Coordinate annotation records
------------------------------------------------------------------------
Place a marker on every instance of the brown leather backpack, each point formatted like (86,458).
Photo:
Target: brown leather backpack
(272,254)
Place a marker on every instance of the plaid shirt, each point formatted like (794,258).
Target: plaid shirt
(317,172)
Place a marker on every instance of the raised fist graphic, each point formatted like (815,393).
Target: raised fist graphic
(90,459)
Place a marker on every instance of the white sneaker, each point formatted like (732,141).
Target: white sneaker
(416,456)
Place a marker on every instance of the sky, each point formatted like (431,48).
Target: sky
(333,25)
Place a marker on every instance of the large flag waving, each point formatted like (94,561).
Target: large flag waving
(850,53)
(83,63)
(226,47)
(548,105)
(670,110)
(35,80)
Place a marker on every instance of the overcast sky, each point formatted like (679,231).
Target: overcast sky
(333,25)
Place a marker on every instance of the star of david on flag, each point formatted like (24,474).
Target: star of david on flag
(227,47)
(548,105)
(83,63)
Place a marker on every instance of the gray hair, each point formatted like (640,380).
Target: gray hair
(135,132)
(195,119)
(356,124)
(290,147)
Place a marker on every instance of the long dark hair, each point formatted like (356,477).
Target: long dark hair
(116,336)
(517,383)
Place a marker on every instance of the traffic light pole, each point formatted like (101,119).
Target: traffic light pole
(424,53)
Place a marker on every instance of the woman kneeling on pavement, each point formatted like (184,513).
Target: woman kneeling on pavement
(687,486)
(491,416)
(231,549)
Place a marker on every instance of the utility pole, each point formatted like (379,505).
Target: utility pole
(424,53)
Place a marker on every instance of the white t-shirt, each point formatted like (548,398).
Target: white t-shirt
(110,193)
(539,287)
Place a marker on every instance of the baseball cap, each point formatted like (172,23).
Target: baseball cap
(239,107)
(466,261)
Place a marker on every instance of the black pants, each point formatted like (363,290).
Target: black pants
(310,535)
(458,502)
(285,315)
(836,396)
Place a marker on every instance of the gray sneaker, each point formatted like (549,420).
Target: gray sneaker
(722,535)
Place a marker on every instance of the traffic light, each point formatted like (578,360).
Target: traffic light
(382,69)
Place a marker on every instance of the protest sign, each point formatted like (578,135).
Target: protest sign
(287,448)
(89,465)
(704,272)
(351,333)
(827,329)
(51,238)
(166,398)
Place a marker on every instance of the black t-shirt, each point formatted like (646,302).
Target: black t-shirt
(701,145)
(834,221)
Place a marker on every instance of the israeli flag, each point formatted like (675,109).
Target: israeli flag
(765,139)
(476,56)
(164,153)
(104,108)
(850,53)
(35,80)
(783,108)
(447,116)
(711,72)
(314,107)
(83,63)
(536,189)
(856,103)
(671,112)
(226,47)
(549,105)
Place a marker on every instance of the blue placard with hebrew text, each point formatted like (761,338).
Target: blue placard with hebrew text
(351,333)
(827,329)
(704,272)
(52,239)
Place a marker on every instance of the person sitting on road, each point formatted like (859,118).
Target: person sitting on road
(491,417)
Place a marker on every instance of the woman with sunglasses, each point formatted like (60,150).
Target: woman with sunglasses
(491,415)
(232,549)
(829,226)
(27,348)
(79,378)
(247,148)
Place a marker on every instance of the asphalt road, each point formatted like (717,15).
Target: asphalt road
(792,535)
------------------------------------------------------------------------
◆ Exercise description
Rewrite everything in the material from the line containing "Place a marker on every instance of the woman with" down to the final line as a JSON list of strings, one string per line, with blank lines omitted.

◆ Exercise output
[
  "Place a marker on every instance of the woman with sunglasses, each point formatted like (60,150).",
  "Target: woman with sunglasses",
  "(491,415)",
  "(232,549)",
  "(829,226)",
  "(27,348)",
  "(79,378)",
  "(247,148)",
  "Place a marker on every instance of the asphalt road, each point formatted like (717,15).",
  "Target: asphalt road",
  "(792,535)"
]